─── Source text ───

I was in what I will call a transgressive museum yesterday, one well funded by the State and Local governments, and no doubt a few spent dissolute rich people.

Wandering around in this morass of meaninglessness–can I stipulate that when someone wants to “contextualize” something they are admitting being lost?–it occurred to me what a RELIEF anger is in such an environment.  It was welling up in me.  I was getting images of being a KKK Night Rider, as a vastly preferable alternative to living in that horrible world.

We need to recall that the artistic climate leading up to Bolshevism was Futurism, which extolled meaninglessness.

We need to recall that the artistic climate of Berlin in the period leading up to National Socialism was one of Dada and horror.  “The Cabinet of Dr. Caligari” (1920 )might be viewed as one of the first–perhaps the first–Horror film.  Or M, perhaps the first film about a serial killer.

───

● The problem: Reproduce the entire museum passage word for word. The data that come next have no connection to the museum passage.

─── Listed entries ───

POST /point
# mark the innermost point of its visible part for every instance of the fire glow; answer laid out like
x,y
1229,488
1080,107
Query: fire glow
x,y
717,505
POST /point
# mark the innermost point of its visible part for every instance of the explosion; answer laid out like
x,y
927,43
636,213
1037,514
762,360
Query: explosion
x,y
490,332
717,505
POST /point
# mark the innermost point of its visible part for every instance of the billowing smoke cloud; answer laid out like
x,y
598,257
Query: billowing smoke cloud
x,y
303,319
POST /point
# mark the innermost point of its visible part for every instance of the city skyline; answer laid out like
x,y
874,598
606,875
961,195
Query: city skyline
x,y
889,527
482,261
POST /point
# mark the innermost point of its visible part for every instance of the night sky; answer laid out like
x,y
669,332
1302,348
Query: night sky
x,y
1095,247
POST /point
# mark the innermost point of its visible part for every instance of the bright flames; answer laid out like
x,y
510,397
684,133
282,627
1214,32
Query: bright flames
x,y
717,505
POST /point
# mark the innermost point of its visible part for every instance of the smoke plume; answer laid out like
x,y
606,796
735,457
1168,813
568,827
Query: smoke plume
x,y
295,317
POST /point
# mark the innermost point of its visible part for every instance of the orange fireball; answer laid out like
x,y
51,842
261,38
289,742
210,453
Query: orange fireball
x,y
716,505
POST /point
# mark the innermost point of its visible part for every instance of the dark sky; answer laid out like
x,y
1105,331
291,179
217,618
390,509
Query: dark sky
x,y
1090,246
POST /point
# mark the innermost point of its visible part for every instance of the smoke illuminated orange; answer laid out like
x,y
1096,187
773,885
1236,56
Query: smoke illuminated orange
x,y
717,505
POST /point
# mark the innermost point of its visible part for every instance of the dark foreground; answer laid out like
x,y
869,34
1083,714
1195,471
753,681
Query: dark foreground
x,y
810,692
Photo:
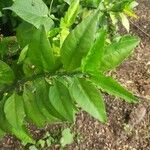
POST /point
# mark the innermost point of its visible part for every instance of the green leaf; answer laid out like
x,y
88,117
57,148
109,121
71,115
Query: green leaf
x,y
61,100
78,42
23,54
89,98
32,11
67,137
68,20
92,60
31,107
125,21
2,133
6,75
112,87
4,124
41,98
24,33
116,53
15,114
119,6
43,89
71,14
14,110
40,52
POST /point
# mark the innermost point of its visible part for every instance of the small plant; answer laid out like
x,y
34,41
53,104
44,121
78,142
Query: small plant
x,y
61,63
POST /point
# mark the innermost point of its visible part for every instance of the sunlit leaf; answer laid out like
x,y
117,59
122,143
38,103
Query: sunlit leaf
x,y
89,98
78,42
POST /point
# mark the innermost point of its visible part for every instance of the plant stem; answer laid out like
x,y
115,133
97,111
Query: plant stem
x,y
19,83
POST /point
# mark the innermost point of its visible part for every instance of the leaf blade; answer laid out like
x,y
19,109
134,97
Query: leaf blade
x,y
89,99
78,42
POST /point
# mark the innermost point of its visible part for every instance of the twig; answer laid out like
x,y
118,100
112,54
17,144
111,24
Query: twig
x,y
19,83
139,28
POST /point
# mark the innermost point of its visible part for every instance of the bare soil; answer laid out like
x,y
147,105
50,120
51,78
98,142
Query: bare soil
x,y
128,126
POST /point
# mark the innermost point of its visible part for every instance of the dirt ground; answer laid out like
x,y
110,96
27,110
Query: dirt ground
x,y
128,126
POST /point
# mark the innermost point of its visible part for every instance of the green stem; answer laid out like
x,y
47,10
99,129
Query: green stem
x,y
19,83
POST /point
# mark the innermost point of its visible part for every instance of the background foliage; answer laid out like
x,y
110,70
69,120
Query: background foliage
x,y
55,58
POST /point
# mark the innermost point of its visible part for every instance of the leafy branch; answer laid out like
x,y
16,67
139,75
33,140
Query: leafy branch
x,y
20,83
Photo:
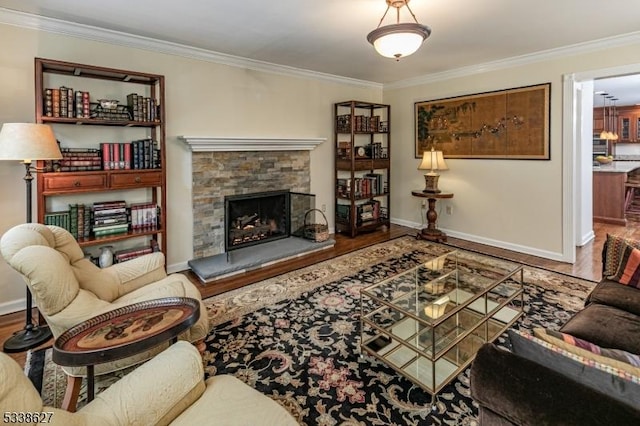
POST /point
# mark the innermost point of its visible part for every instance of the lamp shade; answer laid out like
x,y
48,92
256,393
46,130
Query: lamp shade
x,y
28,141
398,40
433,160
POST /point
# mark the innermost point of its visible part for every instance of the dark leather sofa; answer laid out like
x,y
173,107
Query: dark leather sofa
x,y
513,390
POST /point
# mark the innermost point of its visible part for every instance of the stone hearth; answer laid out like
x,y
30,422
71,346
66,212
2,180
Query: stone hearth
x,y
233,166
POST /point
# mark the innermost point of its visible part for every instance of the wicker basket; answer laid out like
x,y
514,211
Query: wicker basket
x,y
317,232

───

● Exercise response:
I was in what I will call a transgressive museum yesterday, one well funded by the State and Local governments, and no doubt a few spent dissolute rich people.

Wandering around in this morass of meaninglessness–can I stipulate that when someone wants to “contextualize” something they are admitting being lost?–it occurred to me what a RELIEF anger is in such an environment.  It was welling up in me.  I was getting images of being a KKK Night Rider, as a vastly preferable alternative to living in that horrible world.

We need to recall that the artistic climate leading up to Bolshevism was Futurism, which extolled meaninglessness.

We need to recall that the artistic climate of Berlin in the period leading up to National Socialism was one of Dada and horror.  “The Cabinet of Dr. Caligari” (1920 )might be viewed as one of the first–perhaps the first–Horror film.  Or M, perhaps the first film about a serial killer.